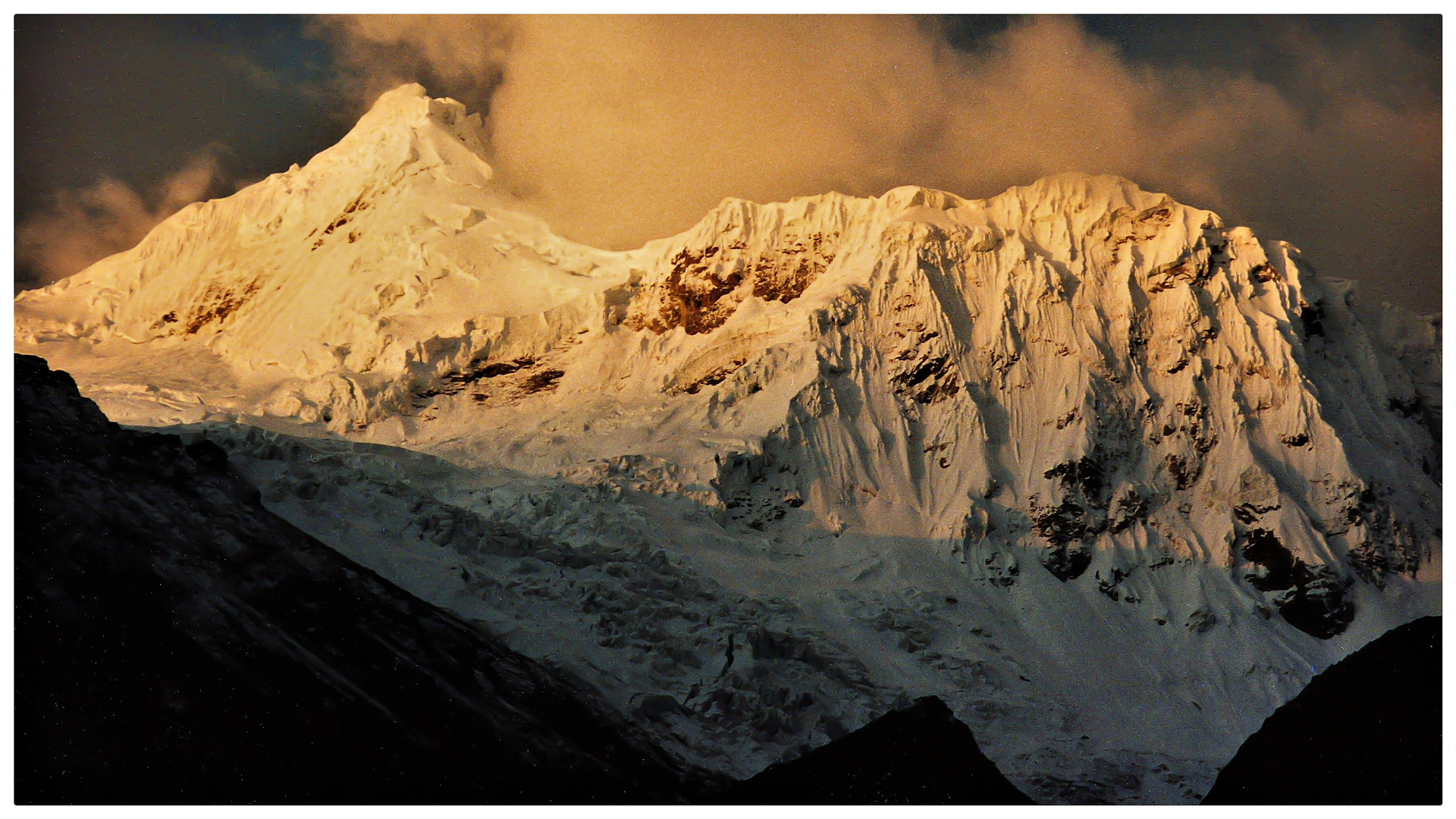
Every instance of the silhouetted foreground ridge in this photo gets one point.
(1365, 732)
(177, 642)
(919, 755)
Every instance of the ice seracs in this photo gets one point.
(1107, 475)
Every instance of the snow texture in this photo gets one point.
(1110, 479)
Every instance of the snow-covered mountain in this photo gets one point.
(1110, 479)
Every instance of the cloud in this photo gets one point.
(625, 129)
(85, 226)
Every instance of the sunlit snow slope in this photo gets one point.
(1107, 477)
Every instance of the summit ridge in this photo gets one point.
(1109, 477)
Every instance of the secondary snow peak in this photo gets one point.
(1090, 419)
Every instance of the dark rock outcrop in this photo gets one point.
(1365, 732)
(178, 643)
(919, 755)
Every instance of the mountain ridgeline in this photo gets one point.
(764, 480)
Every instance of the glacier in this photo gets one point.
(1110, 479)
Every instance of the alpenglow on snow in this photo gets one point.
(1107, 477)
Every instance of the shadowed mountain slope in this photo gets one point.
(178, 643)
(1365, 732)
(919, 755)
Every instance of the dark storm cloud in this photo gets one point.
(120, 120)
(1323, 131)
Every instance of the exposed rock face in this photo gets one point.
(175, 642)
(1091, 414)
(1346, 739)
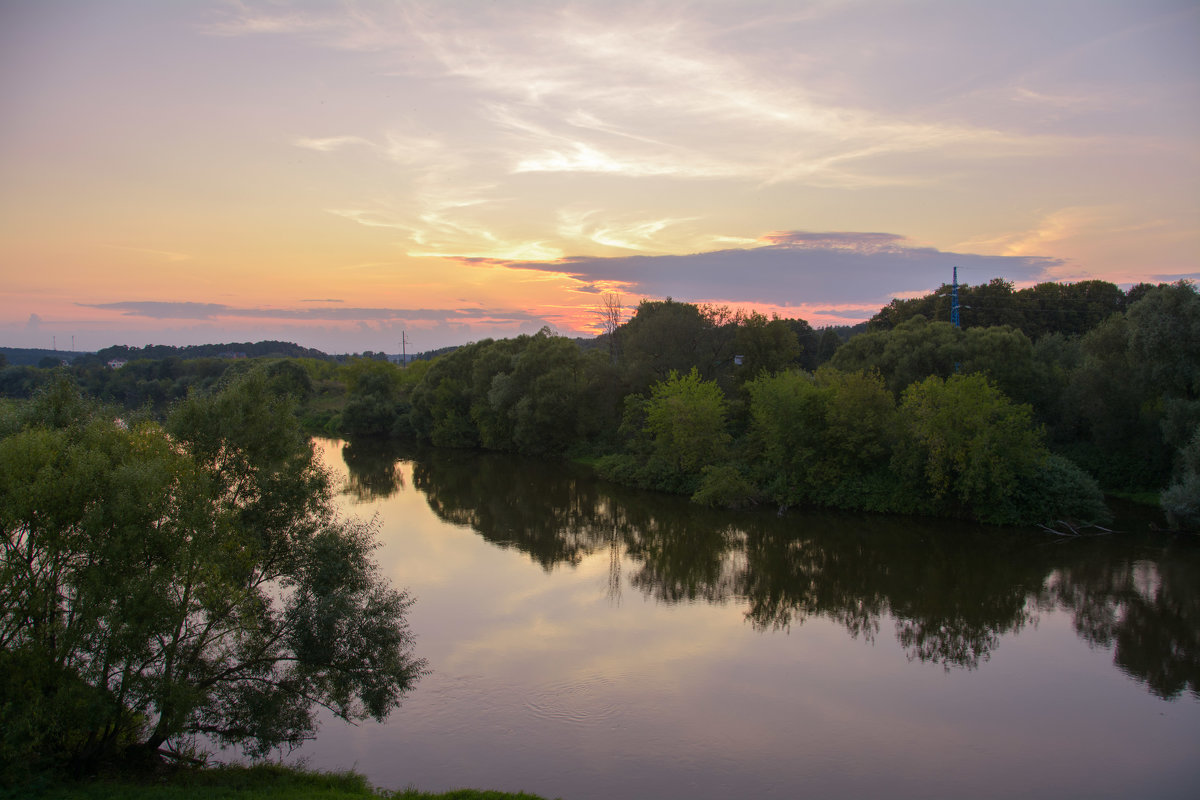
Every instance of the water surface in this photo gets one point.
(589, 641)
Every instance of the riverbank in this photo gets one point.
(261, 782)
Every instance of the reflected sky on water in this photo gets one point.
(588, 641)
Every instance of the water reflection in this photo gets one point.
(951, 590)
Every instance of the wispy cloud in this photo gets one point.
(195, 311)
(166, 254)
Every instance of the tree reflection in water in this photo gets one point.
(952, 590)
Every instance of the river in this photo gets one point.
(588, 641)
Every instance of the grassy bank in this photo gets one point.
(262, 782)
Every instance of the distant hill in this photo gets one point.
(228, 350)
(34, 356)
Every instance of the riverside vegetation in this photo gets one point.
(173, 566)
(1043, 400)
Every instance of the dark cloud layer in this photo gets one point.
(801, 268)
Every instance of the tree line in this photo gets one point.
(167, 579)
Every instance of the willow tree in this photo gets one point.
(161, 582)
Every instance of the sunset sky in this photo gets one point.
(337, 174)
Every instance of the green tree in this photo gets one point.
(1181, 499)
(969, 450)
(161, 583)
(765, 346)
(685, 416)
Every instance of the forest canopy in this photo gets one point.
(1042, 398)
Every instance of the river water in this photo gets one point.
(587, 641)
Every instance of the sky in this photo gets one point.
(377, 175)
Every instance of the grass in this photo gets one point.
(258, 782)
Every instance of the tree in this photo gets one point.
(765, 346)
(610, 320)
(970, 450)
(165, 582)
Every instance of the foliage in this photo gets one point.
(685, 419)
(967, 449)
(162, 582)
(823, 439)
(1067, 308)
(1181, 499)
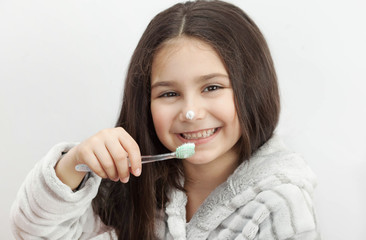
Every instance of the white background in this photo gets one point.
(62, 65)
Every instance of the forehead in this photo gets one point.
(186, 56)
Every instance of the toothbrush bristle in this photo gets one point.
(185, 150)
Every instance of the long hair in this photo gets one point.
(131, 208)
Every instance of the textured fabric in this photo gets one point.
(267, 197)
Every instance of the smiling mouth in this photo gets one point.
(199, 135)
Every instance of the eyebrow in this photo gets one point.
(201, 78)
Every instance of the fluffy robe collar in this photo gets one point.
(269, 164)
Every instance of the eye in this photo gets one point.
(212, 88)
(168, 95)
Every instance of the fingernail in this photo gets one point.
(125, 180)
(137, 172)
(116, 179)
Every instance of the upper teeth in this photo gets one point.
(200, 134)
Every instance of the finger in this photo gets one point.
(106, 161)
(86, 156)
(133, 151)
(93, 163)
(120, 159)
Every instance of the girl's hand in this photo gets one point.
(106, 153)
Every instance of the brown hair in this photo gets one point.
(131, 208)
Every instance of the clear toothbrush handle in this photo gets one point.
(144, 159)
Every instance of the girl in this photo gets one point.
(201, 73)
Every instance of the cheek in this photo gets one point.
(162, 118)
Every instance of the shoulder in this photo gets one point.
(273, 163)
(273, 191)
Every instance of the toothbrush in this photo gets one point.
(185, 150)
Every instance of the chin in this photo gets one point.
(198, 160)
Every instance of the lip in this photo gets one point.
(201, 140)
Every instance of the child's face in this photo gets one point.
(187, 74)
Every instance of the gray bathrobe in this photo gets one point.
(268, 197)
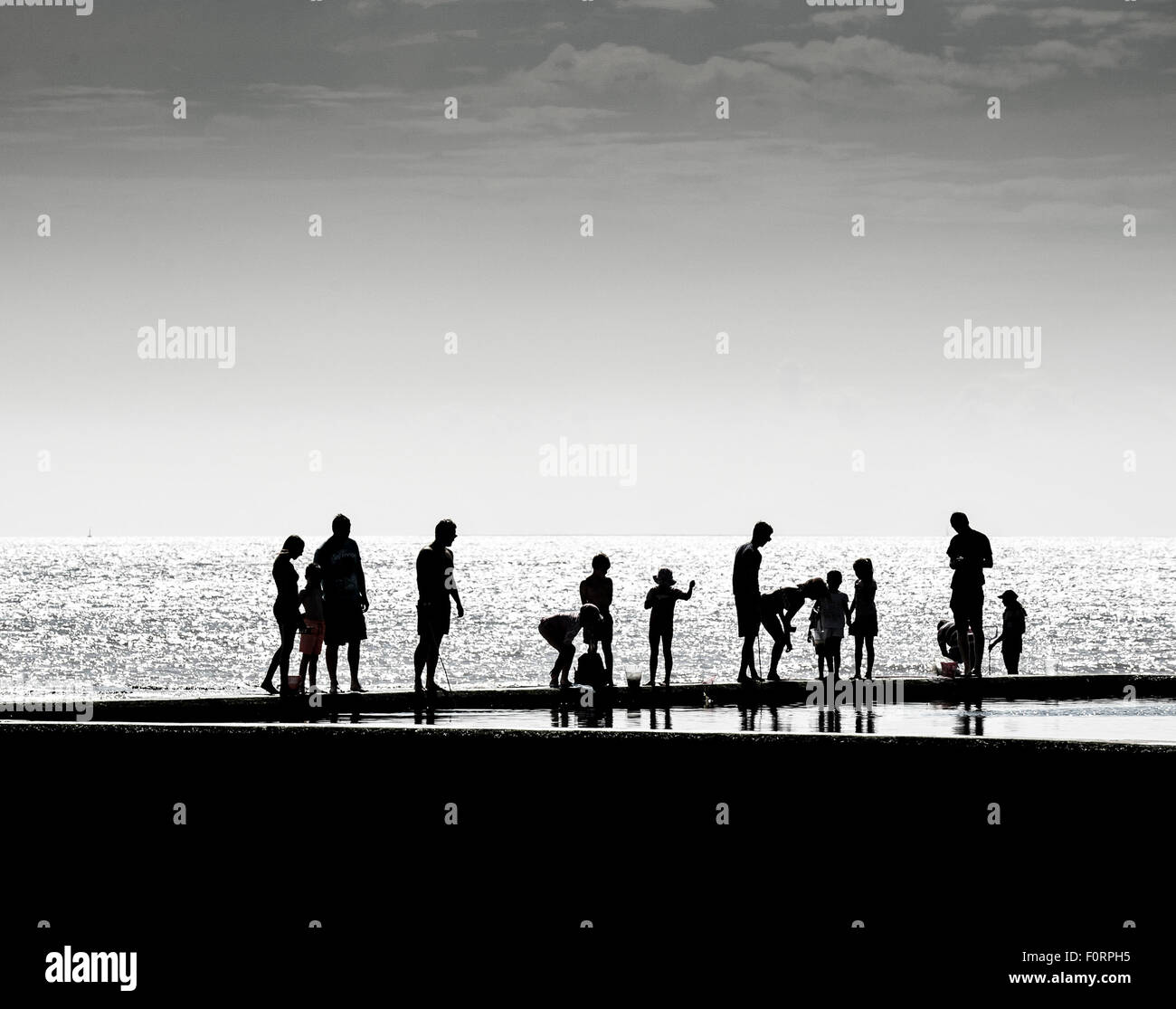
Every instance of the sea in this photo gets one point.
(180, 615)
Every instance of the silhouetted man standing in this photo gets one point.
(969, 553)
(434, 585)
(745, 585)
(345, 599)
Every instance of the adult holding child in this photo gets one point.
(776, 612)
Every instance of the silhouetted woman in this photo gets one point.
(865, 626)
(286, 611)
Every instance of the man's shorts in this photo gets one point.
(968, 608)
(310, 643)
(747, 612)
(345, 623)
(433, 620)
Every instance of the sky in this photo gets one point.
(721, 347)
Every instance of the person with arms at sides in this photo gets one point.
(745, 588)
(435, 587)
(345, 599)
(969, 553)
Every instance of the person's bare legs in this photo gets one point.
(353, 663)
(567, 654)
(747, 660)
(333, 666)
(777, 649)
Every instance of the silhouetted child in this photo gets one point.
(1012, 629)
(776, 612)
(659, 603)
(598, 591)
(560, 632)
(310, 641)
(833, 615)
(866, 623)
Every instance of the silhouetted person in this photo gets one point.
(1012, 629)
(745, 587)
(345, 599)
(560, 632)
(949, 641)
(659, 603)
(598, 591)
(833, 613)
(310, 643)
(776, 612)
(865, 626)
(286, 611)
(434, 587)
(969, 554)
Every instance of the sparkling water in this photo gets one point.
(148, 615)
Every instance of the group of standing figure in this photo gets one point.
(330, 608)
(329, 611)
(833, 613)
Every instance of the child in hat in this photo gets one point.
(1012, 631)
(659, 603)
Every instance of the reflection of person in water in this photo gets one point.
(286, 611)
(865, 624)
(776, 612)
(1011, 633)
(434, 585)
(598, 589)
(745, 587)
(969, 553)
(659, 603)
(560, 632)
(345, 599)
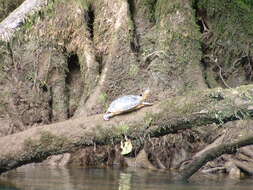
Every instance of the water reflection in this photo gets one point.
(46, 178)
(125, 181)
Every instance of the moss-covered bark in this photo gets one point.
(204, 107)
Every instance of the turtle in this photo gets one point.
(126, 104)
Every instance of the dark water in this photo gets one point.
(45, 178)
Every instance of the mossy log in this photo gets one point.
(10, 24)
(194, 109)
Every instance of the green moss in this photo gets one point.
(7, 6)
(230, 24)
(47, 144)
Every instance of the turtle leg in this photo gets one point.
(107, 116)
(146, 104)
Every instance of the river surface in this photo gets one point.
(46, 178)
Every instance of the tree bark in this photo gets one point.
(240, 135)
(169, 116)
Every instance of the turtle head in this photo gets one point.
(146, 94)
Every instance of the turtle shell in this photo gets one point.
(125, 103)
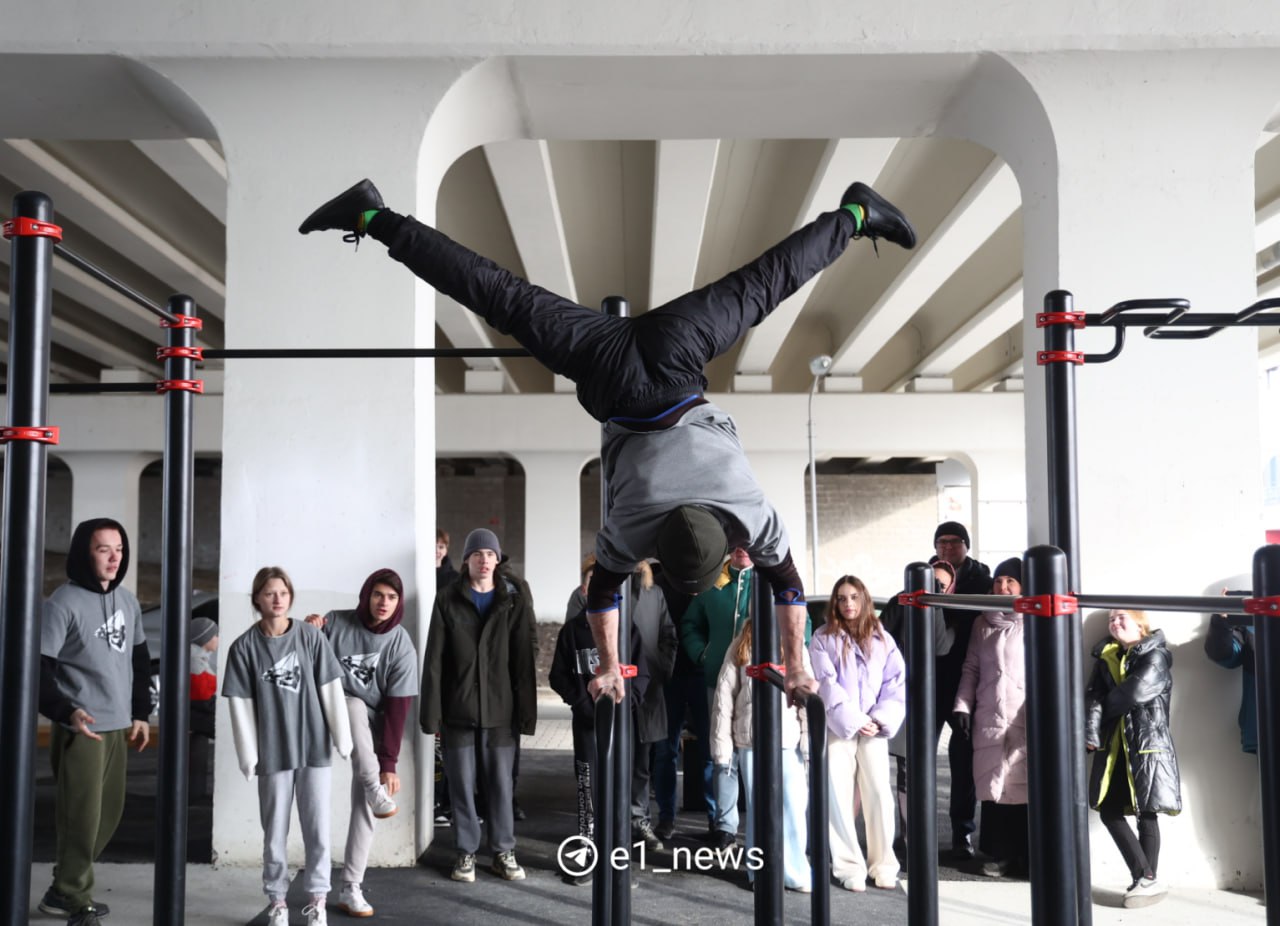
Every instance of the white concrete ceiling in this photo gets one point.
(644, 219)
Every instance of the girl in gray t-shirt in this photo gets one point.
(284, 688)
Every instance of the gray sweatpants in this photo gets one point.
(469, 753)
(364, 783)
(275, 796)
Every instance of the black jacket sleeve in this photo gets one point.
(53, 703)
(141, 697)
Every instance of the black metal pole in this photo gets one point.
(23, 569)
(766, 758)
(1064, 533)
(819, 834)
(922, 756)
(1266, 658)
(1048, 746)
(170, 879)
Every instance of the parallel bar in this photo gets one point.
(23, 544)
(173, 785)
(1048, 748)
(766, 760)
(1064, 533)
(123, 288)
(360, 352)
(1266, 660)
(922, 757)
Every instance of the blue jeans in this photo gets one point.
(684, 692)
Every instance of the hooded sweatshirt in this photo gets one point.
(94, 651)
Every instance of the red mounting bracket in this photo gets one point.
(1059, 357)
(184, 322)
(1047, 605)
(37, 434)
(174, 352)
(181, 386)
(22, 227)
(1046, 319)
(1264, 606)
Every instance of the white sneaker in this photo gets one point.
(352, 902)
(315, 913)
(1147, 892)
(382, 804)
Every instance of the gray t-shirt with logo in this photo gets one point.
(283, 675)
(375, 666)
(91, 635)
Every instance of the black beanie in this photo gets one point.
(1013, 568)
(691, 547)
(951, 529)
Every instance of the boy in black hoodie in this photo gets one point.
(94, 674)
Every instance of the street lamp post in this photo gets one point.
(819, 366)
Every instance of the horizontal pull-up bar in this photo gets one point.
(362, 352)
(123, 288)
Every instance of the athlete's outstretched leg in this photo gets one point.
(712, 319)
(563, 336)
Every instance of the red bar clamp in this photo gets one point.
(22, 227)
(1059, 357)
(1047, 605)
(1046, 319)
(181, 386)
(37, 434)
(190, 352)
(183, 322)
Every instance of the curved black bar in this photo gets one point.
(602, 794)
(123, 288)
(1050, 755)
(767, 807)
(173, 783)
(922, 756)
(23, 543)
(1266, 658)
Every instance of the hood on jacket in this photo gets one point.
(80, 564)
(384, 576)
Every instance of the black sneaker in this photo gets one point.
(342, 213)
(882, 218)
(644, 829)
(86, 916)
(59, 904)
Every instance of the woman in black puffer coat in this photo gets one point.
(1127, 729)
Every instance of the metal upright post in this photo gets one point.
(922, 756)
(766, 758)
(178, 386)
(1048, 746)
(622, 725)
(1064, 532)
(22, 575)
(1266, 658)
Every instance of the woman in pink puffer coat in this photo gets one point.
(991, 710)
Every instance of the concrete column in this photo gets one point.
(552, 528)
(106, 486)
(1137, 181)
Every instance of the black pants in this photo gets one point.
(1142, 852)
(622, 366)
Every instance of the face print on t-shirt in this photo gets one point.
(113, 632)
(361, 667)
(286, 674)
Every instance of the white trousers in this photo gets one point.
(862, 762)
(364, 784)
(275, 796)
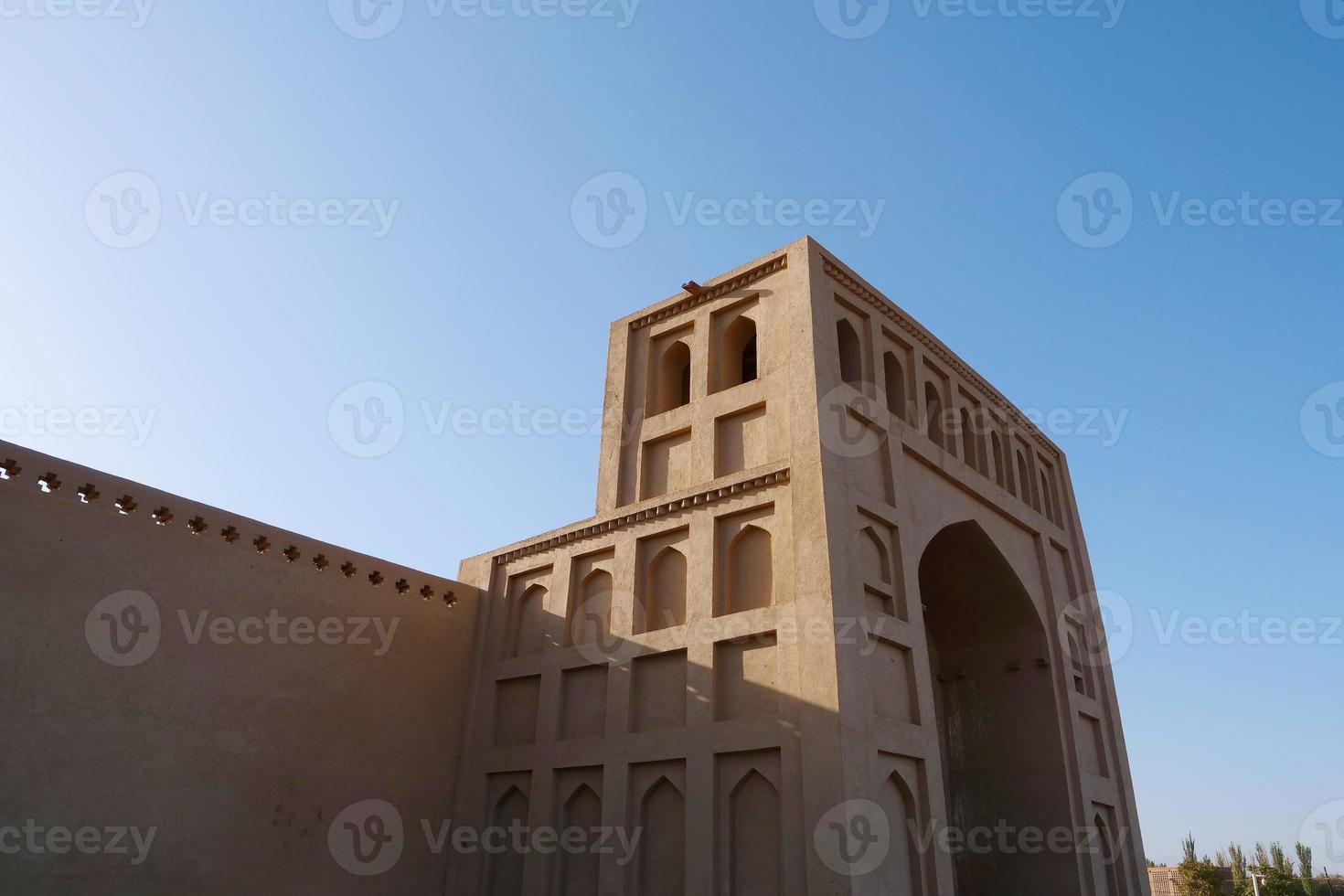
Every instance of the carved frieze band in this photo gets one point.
* * *
Exercise aim.
Reproduce word for word the part of the listing that opens with the line containing "Every instance of the athlete's" and closes with the last line of the listing, leaving out any pictures.

Correct output.
Every instance of the athlete's outstretched leg in this photo gets one point.
(712, 319)
(563, 336)
Every instance of the red bar clamp in this photo gets one point.
(22, 227)
(1059, 357)
(1047, 605)
(1046, 319)
(181, 386)
(37, 434)
(190, 352)
(183, 322)
Every instance of the curved black bar in this photo gets one point.
(602, 794)
(123, 288)
(1050, 755)
(767, 807)
(173, 783)
(922, 756)
(23, 543)
(1266, 658)
Every instance of the hood on jacket in this photo gets one point.
(80, 564)
(384, 576)
Every instance of the black sneaker in this photo gets one point.
(342, 213)
(882, 218)
(644, 829)
(86, 916)
(59, 904)
Every instance of the woman in black puffer coat in this photo gets one point.
(1127, 729)
Every instance of the metal upright post in this photo gets one point.
(922, 756)
(766, 758)
(178, 386)
(1048, 746)
(622, 725)
(1064, 532)
(22, 575)
(1266, 658)
Every instance of the woman in pink puffer coat in this photo gets one point.
(991, 710)
Every instance of the concrete column in this photo gets one point.
(552, 528)
(106, 486)
(1137, 181)
Every instance of the black pants in this photo gets one point.
(1142, 852)
(622, 366)
Every instance of the face print on t-shirt in this photo gets one point.
(113, 632)
(361, 667)
(286, 674)
Every instance of the white trousers in this photo gets one point.
(862, 762)
(364, 784)
(275, 796)
Every instance of the carved frieze band in this photo gets one point.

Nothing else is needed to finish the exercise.